_Aim of the task_. Which lines of the data below contain the word "wooden"? Copy each such line in full, and treat uppercase and lowercase letters as different.

+-------+

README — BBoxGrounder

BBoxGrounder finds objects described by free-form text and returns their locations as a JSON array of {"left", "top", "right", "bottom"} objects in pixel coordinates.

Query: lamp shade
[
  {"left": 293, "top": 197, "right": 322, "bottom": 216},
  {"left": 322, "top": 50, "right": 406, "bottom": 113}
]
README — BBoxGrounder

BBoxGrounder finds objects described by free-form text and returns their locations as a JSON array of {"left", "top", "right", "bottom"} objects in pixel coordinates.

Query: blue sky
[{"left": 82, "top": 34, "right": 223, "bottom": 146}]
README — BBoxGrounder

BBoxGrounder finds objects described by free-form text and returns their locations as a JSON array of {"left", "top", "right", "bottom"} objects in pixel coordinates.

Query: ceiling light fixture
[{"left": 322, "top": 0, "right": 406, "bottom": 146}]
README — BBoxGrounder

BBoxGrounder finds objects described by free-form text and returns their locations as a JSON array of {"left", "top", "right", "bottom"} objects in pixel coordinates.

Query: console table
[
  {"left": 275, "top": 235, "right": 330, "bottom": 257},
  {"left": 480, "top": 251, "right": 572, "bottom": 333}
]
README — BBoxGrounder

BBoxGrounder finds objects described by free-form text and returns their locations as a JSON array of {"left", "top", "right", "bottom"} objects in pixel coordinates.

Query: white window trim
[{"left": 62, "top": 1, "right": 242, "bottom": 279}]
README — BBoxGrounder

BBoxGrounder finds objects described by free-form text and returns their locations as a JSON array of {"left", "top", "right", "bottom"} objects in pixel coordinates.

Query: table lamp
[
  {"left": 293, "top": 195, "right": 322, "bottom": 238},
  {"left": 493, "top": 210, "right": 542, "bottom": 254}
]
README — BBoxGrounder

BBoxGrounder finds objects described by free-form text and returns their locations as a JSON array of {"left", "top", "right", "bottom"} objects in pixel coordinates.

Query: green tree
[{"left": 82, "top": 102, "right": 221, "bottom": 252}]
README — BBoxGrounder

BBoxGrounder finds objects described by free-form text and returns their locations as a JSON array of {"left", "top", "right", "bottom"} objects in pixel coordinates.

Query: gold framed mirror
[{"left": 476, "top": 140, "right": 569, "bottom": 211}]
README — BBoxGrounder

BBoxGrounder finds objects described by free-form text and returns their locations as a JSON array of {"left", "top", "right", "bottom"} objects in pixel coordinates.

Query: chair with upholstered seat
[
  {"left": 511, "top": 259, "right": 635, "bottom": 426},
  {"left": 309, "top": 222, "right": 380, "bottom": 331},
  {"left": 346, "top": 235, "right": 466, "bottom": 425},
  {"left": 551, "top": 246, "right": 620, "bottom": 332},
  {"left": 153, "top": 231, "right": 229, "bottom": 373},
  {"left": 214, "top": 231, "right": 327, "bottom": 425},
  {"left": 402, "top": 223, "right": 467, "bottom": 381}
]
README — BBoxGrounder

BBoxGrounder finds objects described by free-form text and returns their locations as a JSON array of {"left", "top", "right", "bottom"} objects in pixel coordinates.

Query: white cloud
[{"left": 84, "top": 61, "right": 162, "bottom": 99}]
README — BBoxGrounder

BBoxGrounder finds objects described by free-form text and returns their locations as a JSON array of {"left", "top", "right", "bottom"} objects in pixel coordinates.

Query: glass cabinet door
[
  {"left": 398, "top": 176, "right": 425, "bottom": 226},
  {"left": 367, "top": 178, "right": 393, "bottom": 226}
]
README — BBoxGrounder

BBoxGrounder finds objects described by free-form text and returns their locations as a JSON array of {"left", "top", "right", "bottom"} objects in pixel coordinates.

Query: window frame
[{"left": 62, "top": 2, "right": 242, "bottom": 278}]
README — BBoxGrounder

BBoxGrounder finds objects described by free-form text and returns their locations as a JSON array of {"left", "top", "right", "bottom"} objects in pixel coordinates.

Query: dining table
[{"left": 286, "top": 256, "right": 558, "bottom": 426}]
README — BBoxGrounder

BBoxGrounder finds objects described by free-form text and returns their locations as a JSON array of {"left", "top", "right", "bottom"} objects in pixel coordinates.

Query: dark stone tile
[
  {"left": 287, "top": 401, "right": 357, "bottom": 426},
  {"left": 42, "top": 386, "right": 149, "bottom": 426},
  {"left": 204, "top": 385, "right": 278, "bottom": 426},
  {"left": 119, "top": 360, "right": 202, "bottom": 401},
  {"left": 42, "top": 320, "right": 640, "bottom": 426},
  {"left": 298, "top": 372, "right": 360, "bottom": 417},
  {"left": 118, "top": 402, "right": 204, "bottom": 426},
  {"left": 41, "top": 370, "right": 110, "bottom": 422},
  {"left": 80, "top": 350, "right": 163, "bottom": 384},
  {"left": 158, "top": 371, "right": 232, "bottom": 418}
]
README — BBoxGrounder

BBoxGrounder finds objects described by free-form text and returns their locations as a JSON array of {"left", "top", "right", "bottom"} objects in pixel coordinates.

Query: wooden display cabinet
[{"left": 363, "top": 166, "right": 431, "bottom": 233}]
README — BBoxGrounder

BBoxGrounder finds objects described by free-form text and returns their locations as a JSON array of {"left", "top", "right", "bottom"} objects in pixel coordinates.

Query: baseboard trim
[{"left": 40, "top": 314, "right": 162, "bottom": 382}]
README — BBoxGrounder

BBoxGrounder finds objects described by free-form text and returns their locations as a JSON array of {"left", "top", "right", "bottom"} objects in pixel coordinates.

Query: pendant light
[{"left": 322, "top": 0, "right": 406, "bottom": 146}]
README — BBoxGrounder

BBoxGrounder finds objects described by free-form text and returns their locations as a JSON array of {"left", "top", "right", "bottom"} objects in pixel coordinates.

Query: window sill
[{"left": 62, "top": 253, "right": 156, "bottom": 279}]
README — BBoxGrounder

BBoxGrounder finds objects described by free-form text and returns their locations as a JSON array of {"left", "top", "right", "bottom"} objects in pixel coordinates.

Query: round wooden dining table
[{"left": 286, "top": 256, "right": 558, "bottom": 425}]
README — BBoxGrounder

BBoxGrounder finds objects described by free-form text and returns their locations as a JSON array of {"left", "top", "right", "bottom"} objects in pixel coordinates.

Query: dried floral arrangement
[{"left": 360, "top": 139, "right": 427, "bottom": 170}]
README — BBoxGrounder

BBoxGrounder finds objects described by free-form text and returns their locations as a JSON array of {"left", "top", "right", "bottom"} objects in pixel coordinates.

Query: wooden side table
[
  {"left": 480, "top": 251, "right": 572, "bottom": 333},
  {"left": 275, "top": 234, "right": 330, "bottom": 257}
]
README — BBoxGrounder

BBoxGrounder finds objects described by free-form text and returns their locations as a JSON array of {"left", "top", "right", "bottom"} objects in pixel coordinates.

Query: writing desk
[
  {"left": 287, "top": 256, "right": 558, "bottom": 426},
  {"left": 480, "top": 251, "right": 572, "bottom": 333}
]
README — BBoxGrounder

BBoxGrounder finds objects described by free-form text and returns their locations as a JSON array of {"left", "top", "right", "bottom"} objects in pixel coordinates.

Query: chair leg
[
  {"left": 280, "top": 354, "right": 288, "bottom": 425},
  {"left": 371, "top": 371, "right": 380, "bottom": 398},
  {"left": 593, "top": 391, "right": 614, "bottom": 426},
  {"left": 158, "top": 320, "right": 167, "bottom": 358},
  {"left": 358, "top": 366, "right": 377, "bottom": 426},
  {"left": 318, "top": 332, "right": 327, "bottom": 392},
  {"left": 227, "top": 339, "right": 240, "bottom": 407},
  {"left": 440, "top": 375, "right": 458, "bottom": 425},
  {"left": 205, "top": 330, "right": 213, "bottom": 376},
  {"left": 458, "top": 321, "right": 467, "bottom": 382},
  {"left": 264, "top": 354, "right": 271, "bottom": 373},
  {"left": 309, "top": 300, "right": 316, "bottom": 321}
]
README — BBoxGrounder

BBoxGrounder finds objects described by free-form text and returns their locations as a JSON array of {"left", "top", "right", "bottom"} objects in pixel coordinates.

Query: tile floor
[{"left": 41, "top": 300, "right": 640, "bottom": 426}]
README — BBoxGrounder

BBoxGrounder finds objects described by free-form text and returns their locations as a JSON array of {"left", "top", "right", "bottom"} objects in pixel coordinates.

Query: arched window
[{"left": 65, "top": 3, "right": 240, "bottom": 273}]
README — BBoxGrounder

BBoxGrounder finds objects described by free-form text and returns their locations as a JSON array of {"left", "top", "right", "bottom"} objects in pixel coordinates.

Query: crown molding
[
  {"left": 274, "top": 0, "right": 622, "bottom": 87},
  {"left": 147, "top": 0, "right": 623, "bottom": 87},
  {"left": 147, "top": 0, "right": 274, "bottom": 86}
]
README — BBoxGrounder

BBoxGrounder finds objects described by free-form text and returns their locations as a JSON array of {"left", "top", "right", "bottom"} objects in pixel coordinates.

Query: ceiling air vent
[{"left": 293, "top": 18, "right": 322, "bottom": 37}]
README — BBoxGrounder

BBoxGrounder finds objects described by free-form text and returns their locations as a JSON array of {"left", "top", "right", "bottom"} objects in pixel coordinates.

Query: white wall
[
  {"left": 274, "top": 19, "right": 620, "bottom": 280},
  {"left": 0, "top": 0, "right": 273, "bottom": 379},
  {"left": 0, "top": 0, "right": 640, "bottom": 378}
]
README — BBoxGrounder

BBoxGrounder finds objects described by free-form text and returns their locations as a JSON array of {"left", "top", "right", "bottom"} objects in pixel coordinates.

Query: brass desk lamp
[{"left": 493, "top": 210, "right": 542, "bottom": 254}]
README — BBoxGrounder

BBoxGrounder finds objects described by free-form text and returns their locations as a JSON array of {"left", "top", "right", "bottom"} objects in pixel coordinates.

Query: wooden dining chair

+-------+

_Result below_.
Query: wooden display cabinet
Query: round wooden dining table
Query: wooden side table
Query: wooden dining chair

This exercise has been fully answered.